* Natural-language object grounding data

┌────────

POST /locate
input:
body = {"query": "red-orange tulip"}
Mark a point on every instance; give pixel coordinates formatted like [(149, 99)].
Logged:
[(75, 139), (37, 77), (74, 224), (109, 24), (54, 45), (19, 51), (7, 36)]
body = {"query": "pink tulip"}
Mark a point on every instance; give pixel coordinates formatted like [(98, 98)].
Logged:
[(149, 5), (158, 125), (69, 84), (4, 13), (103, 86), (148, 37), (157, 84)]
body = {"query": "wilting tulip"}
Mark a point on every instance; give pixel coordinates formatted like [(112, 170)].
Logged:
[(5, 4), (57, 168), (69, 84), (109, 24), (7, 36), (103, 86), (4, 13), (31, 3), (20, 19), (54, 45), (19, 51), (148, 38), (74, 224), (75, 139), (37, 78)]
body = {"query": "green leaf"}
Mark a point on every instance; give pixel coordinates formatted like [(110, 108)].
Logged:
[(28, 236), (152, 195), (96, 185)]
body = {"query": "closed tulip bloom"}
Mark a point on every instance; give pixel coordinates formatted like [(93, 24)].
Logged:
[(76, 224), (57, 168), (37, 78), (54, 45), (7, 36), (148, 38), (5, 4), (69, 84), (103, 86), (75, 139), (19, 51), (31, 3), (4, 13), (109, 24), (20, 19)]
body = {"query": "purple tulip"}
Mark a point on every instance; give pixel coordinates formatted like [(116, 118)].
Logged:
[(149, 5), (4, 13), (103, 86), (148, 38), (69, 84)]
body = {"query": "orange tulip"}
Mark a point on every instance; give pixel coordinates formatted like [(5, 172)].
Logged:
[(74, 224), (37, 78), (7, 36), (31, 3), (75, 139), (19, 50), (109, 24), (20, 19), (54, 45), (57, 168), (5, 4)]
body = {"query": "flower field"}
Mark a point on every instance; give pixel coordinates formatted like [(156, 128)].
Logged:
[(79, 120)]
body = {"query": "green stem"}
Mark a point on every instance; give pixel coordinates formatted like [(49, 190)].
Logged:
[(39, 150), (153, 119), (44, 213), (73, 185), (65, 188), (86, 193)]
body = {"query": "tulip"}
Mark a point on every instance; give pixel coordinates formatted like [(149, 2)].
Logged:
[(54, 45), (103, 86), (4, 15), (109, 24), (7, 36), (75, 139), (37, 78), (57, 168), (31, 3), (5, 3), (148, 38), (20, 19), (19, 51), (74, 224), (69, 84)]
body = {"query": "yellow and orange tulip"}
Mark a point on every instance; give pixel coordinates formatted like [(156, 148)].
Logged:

└────────

* ABOUT THIS TASK
From the entries, report each line that includes the word "green".

* ANSWER SECTION
body = {"query": "green leaf"}
body = {"query": "green stem"}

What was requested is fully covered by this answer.